*Information supplied:*
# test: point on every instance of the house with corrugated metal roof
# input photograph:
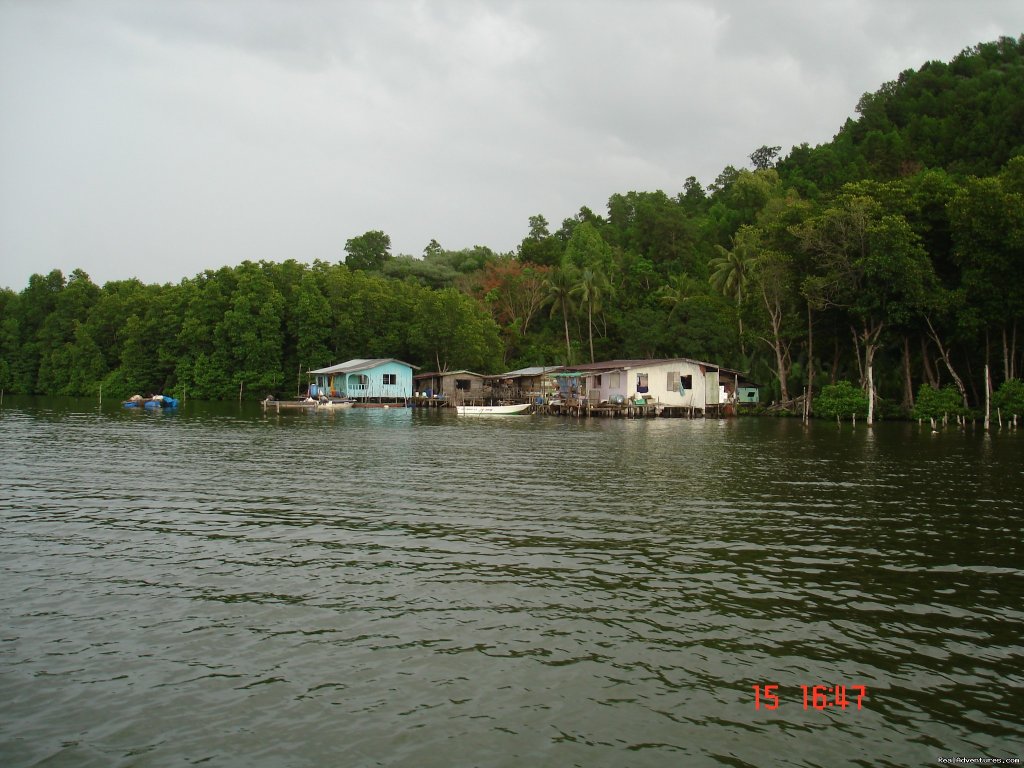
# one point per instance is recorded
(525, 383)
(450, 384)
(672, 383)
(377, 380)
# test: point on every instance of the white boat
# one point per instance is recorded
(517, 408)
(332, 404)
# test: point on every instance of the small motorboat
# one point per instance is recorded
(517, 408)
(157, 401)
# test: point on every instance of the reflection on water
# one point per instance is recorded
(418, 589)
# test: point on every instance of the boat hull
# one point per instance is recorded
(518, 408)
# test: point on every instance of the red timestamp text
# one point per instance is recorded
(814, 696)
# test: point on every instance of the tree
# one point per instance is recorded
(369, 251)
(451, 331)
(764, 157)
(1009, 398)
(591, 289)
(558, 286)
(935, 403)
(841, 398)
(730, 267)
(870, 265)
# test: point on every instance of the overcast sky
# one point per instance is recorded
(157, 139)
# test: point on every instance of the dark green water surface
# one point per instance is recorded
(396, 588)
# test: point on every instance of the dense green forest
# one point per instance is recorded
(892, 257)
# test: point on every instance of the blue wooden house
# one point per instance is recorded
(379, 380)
==
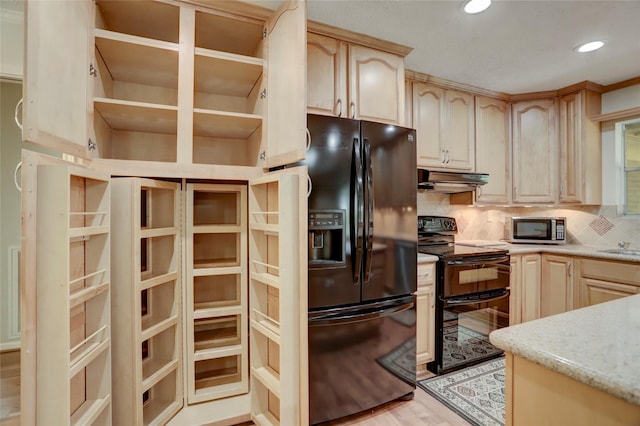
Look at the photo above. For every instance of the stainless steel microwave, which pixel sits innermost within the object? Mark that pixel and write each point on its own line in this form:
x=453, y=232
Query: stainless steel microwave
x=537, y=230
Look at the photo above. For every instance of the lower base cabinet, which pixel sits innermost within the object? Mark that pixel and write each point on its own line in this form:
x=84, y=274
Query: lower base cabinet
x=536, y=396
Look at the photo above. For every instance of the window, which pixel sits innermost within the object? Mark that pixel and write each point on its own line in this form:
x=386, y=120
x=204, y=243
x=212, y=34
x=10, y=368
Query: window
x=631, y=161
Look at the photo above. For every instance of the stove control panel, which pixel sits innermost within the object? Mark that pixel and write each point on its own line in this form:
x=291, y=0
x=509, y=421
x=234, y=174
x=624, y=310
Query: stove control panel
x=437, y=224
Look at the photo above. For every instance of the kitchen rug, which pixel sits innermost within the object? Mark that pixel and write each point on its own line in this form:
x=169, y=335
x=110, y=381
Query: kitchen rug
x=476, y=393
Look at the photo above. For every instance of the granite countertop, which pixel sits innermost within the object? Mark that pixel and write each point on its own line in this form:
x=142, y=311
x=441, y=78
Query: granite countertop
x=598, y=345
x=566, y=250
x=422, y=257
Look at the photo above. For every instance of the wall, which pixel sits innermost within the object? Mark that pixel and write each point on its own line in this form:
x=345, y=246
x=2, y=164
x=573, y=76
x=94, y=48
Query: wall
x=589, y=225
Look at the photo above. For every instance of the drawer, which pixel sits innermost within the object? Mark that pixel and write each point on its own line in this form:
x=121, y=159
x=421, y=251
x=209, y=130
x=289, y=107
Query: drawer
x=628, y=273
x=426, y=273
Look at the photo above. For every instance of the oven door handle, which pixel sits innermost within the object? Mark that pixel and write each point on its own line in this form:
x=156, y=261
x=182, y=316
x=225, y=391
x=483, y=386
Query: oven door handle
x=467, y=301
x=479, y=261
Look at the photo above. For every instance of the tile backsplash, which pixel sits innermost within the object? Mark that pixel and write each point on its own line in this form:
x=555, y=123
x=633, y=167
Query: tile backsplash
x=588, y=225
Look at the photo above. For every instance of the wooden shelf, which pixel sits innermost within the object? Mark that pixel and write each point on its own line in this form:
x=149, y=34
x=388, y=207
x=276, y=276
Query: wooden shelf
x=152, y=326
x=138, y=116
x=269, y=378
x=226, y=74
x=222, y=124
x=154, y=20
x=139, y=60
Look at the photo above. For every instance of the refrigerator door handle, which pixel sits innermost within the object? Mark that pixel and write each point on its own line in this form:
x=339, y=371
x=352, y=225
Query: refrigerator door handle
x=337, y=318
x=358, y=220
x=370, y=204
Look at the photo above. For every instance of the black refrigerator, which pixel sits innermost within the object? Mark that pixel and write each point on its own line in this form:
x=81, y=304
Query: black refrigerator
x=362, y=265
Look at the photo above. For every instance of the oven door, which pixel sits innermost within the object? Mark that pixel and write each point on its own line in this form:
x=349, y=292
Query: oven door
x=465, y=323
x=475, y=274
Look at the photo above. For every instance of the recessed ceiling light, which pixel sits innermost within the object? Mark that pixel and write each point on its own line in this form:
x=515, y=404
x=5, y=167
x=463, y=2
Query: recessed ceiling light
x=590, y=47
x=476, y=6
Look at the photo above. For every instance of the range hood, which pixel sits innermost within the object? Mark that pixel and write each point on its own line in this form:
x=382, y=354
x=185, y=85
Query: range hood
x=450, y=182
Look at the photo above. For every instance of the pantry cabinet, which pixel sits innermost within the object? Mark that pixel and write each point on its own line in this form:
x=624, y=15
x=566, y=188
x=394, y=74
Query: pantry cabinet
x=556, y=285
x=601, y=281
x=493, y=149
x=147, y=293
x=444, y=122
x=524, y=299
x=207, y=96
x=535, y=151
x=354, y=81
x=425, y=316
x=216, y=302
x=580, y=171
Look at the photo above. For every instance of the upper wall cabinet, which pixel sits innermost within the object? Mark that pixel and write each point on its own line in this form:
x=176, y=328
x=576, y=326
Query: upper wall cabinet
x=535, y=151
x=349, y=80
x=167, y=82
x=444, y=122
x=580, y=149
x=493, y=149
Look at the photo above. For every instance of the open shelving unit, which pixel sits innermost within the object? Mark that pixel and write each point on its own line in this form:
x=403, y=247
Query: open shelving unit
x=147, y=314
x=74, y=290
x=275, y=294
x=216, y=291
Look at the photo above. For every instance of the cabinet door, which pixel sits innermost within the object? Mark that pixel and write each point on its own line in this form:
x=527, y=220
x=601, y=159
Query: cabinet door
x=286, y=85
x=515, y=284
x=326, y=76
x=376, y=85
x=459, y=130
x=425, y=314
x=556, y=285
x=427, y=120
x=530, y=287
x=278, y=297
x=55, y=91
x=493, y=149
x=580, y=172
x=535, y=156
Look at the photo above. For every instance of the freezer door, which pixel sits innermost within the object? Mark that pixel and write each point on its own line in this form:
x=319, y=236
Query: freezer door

*What the task requires:* Please find each line in the items above that contains the word "refrigerator" and copy every such line in full.

*Task response:*
Look at the photo above. For every instance of the refrigerator door handle, which pixel sits innermost within the object? Mark that pixel and write each point on its own line in this form:
Query: refrigerator door handle
Look at the photo above. For every instance of the black refrigerator, which pixel sits innermost within the object? Mark that pixel and write each point on its own line in this form:
Query: black refrigerator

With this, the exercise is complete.